◆ **THE REQUEST**: Which lines in the records below contain the string "blurred"? Find them all and copy each one in full.
>> begin INPUT DATA
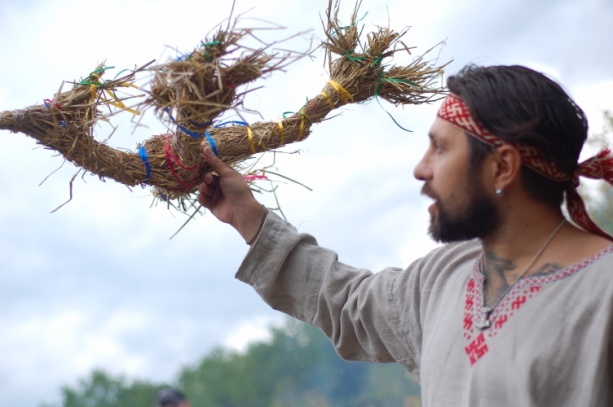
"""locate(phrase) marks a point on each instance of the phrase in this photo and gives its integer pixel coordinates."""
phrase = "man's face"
(462, 209)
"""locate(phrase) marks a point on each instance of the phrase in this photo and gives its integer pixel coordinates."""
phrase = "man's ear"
(506, 166)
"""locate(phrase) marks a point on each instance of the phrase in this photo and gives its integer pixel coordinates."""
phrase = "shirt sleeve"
(356, 308)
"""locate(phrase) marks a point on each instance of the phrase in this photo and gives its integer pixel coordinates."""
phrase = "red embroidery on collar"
(519, 295)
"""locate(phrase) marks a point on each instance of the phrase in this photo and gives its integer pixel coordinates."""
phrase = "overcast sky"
(99, 284)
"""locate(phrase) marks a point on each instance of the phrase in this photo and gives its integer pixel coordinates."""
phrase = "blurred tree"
(103, 390)
(600, 199)
(298, 366)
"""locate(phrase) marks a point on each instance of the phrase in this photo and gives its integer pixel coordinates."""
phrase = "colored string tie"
(172, 159)
(254, 177)
(94, 82)
(142, 152)
(281, 133)
(343, 94)
(250, 139)
(327, 98)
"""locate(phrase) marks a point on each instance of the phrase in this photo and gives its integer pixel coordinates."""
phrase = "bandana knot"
(455, 111)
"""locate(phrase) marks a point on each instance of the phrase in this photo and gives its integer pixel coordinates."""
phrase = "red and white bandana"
(455, 111)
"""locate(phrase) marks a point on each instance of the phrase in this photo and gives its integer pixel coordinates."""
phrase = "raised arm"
(229, 198)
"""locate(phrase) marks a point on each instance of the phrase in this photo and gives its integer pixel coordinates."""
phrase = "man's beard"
(479, 218)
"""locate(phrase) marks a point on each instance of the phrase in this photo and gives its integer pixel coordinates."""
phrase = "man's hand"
(229, 198)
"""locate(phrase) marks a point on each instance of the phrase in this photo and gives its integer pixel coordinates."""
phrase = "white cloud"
(100, 284)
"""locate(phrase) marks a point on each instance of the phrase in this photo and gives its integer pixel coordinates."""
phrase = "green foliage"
(297, 367)
(600, 202)
(102, 390)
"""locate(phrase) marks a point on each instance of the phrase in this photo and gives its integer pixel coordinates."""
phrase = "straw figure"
(192, 92)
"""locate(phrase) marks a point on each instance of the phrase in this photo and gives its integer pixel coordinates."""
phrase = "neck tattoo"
(486, 312)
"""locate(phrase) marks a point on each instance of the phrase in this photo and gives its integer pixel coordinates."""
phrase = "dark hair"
(170, 397)
(522, 106)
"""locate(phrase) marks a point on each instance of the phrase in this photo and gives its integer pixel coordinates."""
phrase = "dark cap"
(170, 397)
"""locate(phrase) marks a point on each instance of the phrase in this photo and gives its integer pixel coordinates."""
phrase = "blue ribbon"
(142, 152)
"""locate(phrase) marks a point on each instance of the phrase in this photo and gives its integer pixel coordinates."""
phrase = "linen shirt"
(550, 343)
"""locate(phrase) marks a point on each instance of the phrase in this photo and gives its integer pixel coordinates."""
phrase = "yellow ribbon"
(302, 125)
(325, 95)
(250, 139)
(342, 92)
(95, 83)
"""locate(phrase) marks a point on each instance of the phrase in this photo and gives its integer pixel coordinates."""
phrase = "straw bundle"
(194, 90)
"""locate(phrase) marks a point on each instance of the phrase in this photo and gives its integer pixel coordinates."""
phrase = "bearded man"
(516, 309)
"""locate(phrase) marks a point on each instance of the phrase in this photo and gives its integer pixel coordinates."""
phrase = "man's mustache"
(427, 191)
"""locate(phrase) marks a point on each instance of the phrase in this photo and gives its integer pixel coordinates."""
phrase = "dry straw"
(195, 89)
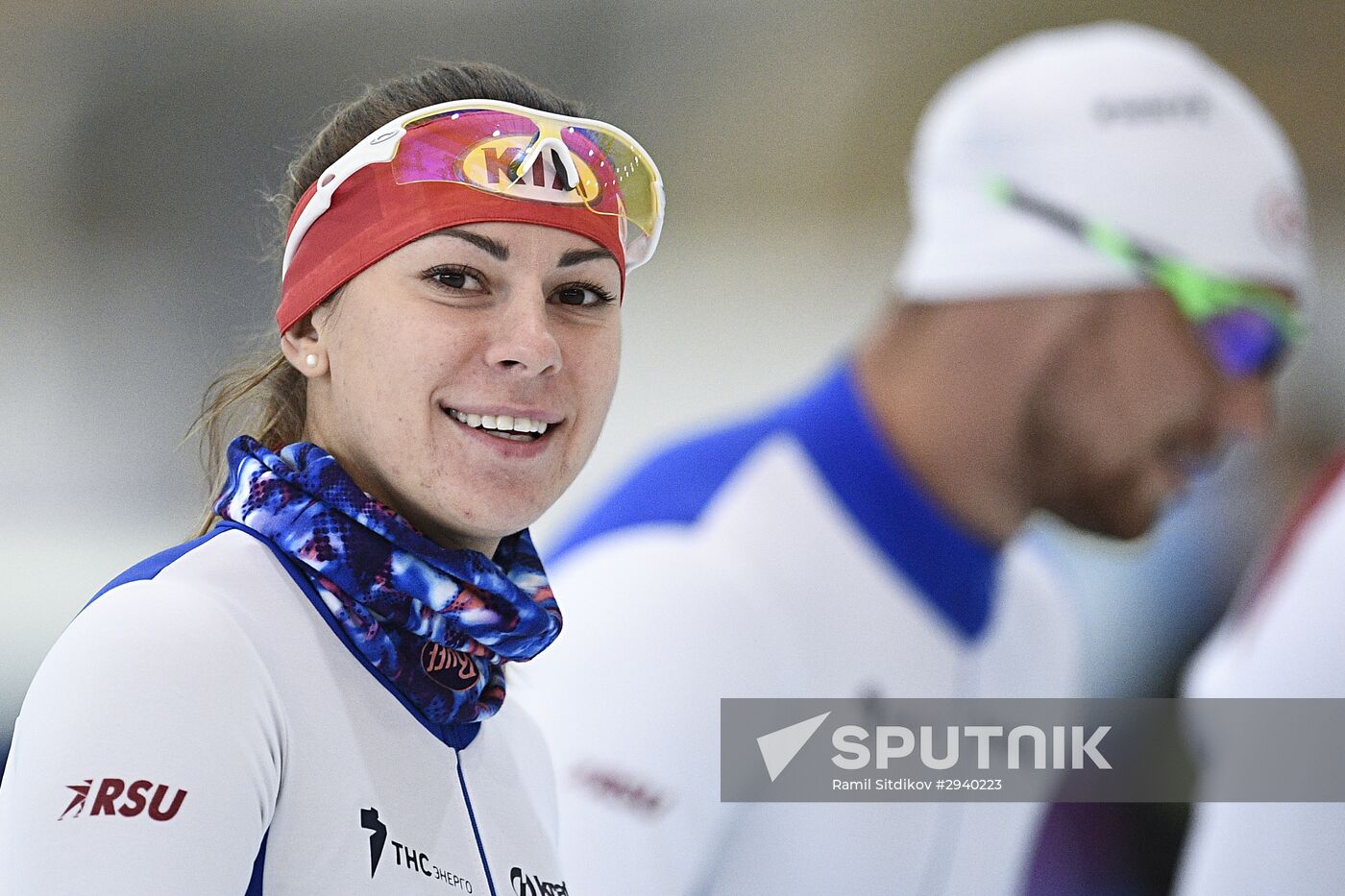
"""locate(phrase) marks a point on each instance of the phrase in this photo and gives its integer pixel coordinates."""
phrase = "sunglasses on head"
(1247, 328)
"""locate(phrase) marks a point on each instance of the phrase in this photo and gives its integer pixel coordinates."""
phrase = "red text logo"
(113, 797)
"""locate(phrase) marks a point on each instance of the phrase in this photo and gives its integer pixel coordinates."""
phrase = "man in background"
(1093, 296)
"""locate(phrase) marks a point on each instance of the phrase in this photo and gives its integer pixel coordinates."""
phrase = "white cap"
(1118, 124)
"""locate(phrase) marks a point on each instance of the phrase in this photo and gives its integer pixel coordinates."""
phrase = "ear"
(305, 348)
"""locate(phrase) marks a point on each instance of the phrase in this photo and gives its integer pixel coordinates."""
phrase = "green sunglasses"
(1246, 327)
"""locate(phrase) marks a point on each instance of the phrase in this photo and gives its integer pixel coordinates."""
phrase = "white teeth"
(501, 424)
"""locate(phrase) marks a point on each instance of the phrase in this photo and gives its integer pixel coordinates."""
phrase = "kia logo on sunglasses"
(491, 166)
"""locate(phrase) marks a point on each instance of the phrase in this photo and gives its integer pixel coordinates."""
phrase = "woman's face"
(464, 378)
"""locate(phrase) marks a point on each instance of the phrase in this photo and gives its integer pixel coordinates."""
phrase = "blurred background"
(138, 145)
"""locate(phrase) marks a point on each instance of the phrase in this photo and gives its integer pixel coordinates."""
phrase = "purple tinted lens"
(1241, 342)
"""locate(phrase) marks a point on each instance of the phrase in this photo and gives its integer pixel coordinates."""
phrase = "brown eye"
(582, 294)
(453, 278)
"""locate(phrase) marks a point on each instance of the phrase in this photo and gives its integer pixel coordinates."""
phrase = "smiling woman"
(320, 671)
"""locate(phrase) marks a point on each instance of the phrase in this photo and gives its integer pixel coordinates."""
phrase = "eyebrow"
(494, 247)
(500, 251)
(580, 255)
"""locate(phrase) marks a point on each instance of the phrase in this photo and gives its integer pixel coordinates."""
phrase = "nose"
(1247, 406)
(522, 341)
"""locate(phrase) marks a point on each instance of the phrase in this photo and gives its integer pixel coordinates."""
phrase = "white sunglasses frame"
(380, 147)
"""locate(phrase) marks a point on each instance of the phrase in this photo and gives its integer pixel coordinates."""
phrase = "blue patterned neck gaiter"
(436, 621)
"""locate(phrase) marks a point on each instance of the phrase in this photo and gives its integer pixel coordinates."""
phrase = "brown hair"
(262, 395)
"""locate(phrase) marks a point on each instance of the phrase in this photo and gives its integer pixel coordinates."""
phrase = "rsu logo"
(134, 799)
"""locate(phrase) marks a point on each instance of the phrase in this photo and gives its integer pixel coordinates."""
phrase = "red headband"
(372, 215)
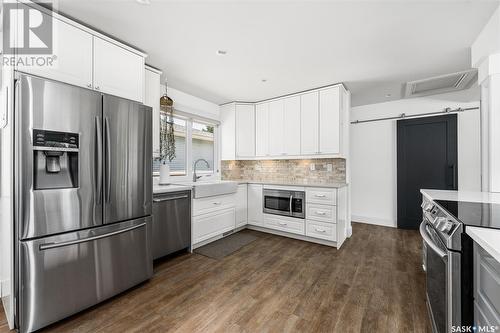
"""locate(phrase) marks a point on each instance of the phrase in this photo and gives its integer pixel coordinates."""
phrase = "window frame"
(188, 176)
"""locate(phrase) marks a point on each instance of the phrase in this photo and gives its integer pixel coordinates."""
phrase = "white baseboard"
(374, 221)
(349, 231)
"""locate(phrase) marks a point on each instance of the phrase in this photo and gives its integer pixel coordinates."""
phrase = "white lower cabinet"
(322, 230)
(241, 205)
(211, 204)
(212, 224)
(486, 288)
(288, 224)
(255, 210)
(323, 213)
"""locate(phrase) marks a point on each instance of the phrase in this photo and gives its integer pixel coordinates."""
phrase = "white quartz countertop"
(302, 184)
(158, 189)
(470, 196)
(488, 239)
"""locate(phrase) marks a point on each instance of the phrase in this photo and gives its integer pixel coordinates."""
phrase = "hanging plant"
(167, 137)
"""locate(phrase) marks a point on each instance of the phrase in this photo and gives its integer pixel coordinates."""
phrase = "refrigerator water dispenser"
(55, 159)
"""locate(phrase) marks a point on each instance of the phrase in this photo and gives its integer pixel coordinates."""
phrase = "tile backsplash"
(286, 171)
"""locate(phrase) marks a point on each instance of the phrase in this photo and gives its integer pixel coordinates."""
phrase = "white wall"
(373, 153)
(192, 104)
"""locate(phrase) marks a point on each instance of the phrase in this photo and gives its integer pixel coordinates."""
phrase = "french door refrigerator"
(83, 198)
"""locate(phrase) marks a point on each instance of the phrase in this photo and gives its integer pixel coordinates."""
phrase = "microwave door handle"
(428, 241)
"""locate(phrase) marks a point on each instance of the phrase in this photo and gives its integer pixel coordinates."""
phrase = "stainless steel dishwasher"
(171, 222)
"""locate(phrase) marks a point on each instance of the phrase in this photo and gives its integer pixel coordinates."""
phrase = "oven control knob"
(447, 227)
(438, 221)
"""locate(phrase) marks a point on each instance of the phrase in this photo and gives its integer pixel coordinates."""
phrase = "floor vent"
(440, 84)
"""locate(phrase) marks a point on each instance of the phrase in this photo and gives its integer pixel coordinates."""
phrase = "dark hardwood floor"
(374, 283)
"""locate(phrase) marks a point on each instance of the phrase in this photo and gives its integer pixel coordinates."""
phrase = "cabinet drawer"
(323, 213)
(210, 204)
(321, 196)
(212, 224)
(321, 230)
(292, 225)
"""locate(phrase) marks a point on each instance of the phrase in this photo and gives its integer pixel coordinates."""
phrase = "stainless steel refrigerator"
(83, 198)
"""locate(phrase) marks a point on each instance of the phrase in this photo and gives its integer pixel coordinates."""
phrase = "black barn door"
(427, 158)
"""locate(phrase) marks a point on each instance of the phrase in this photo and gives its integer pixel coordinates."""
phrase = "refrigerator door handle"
(48, 246)
(108, 158)
(98, 167)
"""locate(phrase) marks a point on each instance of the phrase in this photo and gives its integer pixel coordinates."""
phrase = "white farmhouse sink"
(202, 189)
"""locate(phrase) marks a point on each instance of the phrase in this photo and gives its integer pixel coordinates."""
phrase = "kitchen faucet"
(194, 171)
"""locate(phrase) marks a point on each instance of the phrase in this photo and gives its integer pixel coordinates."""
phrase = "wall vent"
(440, 84)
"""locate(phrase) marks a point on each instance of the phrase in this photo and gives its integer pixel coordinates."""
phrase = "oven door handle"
(427, 239)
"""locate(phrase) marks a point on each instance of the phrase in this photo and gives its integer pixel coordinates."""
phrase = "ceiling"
(371, 46)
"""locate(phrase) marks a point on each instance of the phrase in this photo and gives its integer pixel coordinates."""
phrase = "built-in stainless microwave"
(286, 203)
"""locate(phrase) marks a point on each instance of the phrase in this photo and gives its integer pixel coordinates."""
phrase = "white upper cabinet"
(304, 125)
(152, 96)
(118, 71)
(262, 129)
(276, 127)
(228, 131)
(72, 61)
(291, 125)
(86, 58)
(329, 120)
(309, 123)
(245, 130)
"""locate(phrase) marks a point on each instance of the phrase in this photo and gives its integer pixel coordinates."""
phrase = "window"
(202, 136)
(194, 139)
(179, 163)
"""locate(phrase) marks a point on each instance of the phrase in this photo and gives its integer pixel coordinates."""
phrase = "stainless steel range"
(448, 259)
(83, 199)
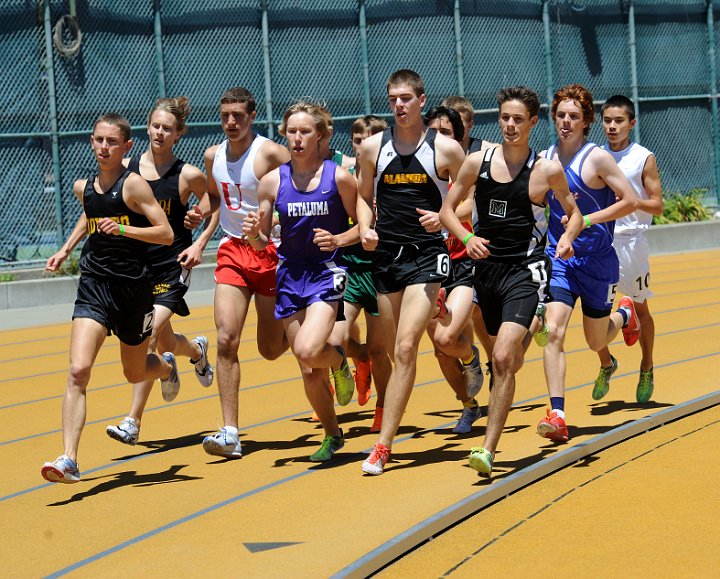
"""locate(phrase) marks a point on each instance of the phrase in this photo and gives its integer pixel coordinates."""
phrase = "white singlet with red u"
(237, 185)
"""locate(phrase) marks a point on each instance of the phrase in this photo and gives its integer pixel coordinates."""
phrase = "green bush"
(683, 207)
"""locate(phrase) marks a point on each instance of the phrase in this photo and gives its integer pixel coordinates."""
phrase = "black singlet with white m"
(112, 257)
(515, 226)
(404, 183)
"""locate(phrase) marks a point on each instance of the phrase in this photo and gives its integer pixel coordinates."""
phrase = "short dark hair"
(116, 120)
(525, 95)
(620, 101)
(451, 115)
(238, 94)
(409, 77)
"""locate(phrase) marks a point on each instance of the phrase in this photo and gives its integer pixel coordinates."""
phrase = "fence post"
(633, 69)
(714, 96)
(159, 61)
(54, 138)
(458, 49)
(548, 68)
(266, 66)
(364, 59)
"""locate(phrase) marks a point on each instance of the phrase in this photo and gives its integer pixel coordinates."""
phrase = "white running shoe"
(126, 432)
(203, 368)
(171, 386)
(63, 469)
(223, 443)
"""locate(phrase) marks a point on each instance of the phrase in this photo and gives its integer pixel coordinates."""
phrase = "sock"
(470, 359)
(558, 403)
(625, 313)
(472, 403)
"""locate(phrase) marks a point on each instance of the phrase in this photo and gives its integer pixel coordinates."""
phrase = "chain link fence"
(67, 61)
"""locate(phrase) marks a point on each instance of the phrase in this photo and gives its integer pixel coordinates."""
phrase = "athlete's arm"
(626, 200)
(139, 197)
(257, 226)
(369, 150)
(466, 179)
(76, 235)
(555, 179)
(651, 181)
(270, 156)
(212, 191)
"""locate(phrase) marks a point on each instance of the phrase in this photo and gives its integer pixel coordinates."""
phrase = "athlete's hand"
(251, 225)
(56, 260)
(369, 240)
(325, 240)
(193, 218)
(430, 220)
(190, 257)
(564, 249)
(477, 247)
(109, 227)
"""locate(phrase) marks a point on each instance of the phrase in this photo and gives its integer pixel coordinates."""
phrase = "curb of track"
(443, 520)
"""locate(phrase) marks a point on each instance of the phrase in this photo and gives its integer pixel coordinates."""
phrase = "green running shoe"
(330, 445)
(645, 386)
(344, 382)
(542, 335)
(481, 460)
(602, 382)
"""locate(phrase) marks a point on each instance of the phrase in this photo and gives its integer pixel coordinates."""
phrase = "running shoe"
(473, 374)
(171, 385)
(481, 460)
(363, 379)
(602, 382)
(203, 368)
(377, 420)
(375, 463)
(631, 330)
(467, 418)
(63, 469)
(223, 443)
(344, 383)
(330, 445)
(542, 335)
(645, 387)
(126, 432)
(553, 427)
(443, 310)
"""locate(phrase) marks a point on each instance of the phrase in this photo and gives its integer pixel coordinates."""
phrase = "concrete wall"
(675, 238)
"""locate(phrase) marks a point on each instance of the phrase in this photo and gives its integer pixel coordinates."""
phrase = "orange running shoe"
(375, 463)
(377, 421)
(631, 330)
(443, 310)
(363, 379)
(553, 427)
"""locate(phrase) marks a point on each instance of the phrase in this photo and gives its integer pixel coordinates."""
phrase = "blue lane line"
(275, 484)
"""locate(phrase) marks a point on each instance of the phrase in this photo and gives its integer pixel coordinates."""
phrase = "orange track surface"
(165, 508)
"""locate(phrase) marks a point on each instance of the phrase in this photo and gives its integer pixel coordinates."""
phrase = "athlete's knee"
(79, 376)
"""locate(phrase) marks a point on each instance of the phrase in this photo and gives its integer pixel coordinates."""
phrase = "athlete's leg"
(272, 342)
(231, 307)
(412, 309)
(507, 361)
(86, 337)
(557, 317)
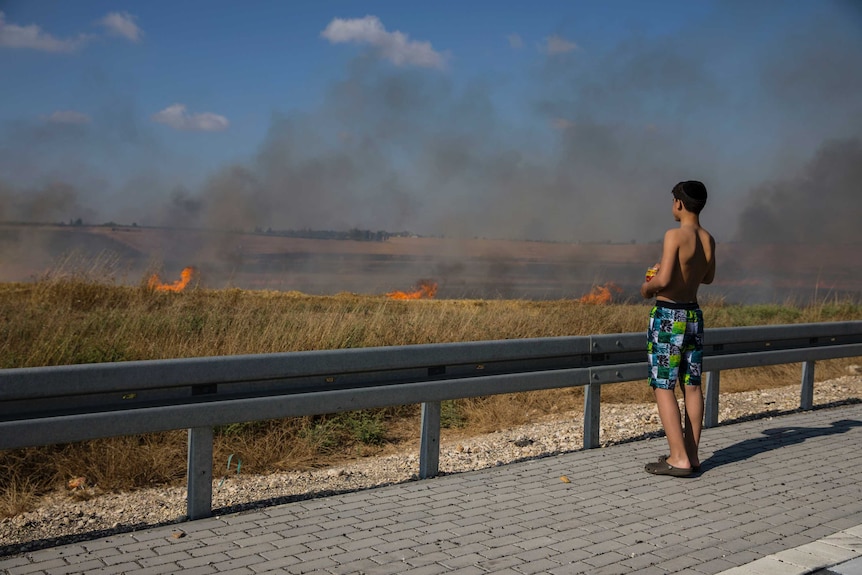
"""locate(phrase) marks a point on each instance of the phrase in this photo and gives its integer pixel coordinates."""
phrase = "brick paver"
(769, 490)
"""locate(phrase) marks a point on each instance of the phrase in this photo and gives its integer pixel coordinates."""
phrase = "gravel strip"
(84, 514)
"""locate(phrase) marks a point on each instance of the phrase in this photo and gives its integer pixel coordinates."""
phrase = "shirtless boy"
(675, 335)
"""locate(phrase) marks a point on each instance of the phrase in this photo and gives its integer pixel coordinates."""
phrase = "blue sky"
(559, 120)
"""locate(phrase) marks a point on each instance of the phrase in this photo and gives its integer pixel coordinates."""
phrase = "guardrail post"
(200, 473)
(710, 413)
(806, 400)
(429, 446)
(592, 414)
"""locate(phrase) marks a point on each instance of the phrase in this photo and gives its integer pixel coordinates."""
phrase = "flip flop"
(665, 468)
(694, 468)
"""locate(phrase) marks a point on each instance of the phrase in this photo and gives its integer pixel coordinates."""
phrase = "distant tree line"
(352, 234)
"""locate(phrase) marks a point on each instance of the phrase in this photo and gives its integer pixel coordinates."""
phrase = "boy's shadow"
(773, 439)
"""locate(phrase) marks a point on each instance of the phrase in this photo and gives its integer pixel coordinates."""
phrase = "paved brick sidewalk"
(767, 486)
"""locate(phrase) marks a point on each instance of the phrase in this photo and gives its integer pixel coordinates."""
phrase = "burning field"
(154, 283)
(453, 269)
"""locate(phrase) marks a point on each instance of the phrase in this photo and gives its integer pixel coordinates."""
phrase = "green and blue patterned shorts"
(675, 344)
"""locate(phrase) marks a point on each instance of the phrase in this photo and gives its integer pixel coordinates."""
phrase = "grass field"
(75, 318)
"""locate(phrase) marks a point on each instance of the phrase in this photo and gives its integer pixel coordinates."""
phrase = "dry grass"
(70, 318)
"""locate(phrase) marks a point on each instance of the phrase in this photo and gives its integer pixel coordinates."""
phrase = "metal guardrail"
(61, 404)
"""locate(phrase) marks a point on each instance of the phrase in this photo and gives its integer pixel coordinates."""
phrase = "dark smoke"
(819, 205)
(772, 124)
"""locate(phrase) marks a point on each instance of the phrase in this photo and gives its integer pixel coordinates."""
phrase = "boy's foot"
(664, 468)
(694, 468)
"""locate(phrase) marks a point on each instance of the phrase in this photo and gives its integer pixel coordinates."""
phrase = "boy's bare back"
(688, 260)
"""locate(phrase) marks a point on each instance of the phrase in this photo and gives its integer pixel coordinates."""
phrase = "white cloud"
(177, 118)
(394, 46)
(32, 37)
(559, 45)
(122, 24)
(68, 117)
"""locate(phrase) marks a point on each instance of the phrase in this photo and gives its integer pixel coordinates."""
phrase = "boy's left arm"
(663, 277)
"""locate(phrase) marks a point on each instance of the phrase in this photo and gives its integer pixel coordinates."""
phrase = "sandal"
(694, 468)
(664, 468)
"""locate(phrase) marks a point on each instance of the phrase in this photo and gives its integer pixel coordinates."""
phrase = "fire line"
(185, 277)
(425, 289)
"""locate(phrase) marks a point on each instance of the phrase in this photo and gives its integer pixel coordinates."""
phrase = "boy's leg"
(693, 421)
(668, 412)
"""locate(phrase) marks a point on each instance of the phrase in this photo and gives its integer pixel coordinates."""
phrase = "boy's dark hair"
(692, 194)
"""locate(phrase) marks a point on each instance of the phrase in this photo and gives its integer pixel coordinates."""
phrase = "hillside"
(471, 268)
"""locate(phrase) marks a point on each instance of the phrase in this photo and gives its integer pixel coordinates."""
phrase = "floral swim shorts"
(675, 344)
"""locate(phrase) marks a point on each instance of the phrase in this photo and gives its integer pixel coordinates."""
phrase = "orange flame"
(424, 289)
(602, 294)
(179, 285)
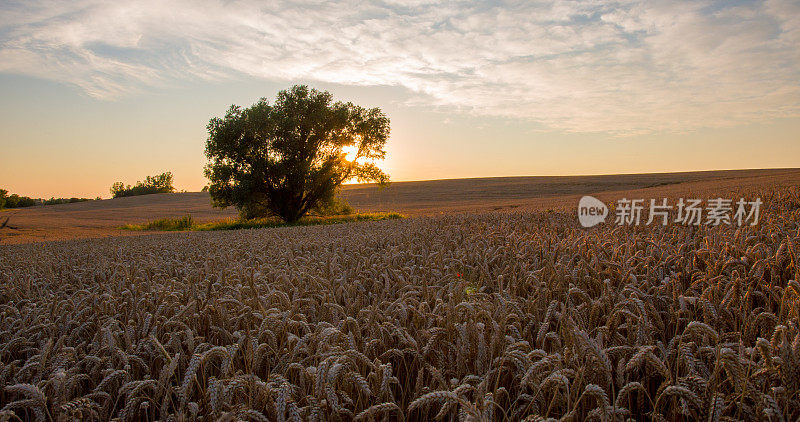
>> end INPUT DATA
◆ **TASK OUTPUT**:
phrase = "blurred tree"
phrase = "blurred background"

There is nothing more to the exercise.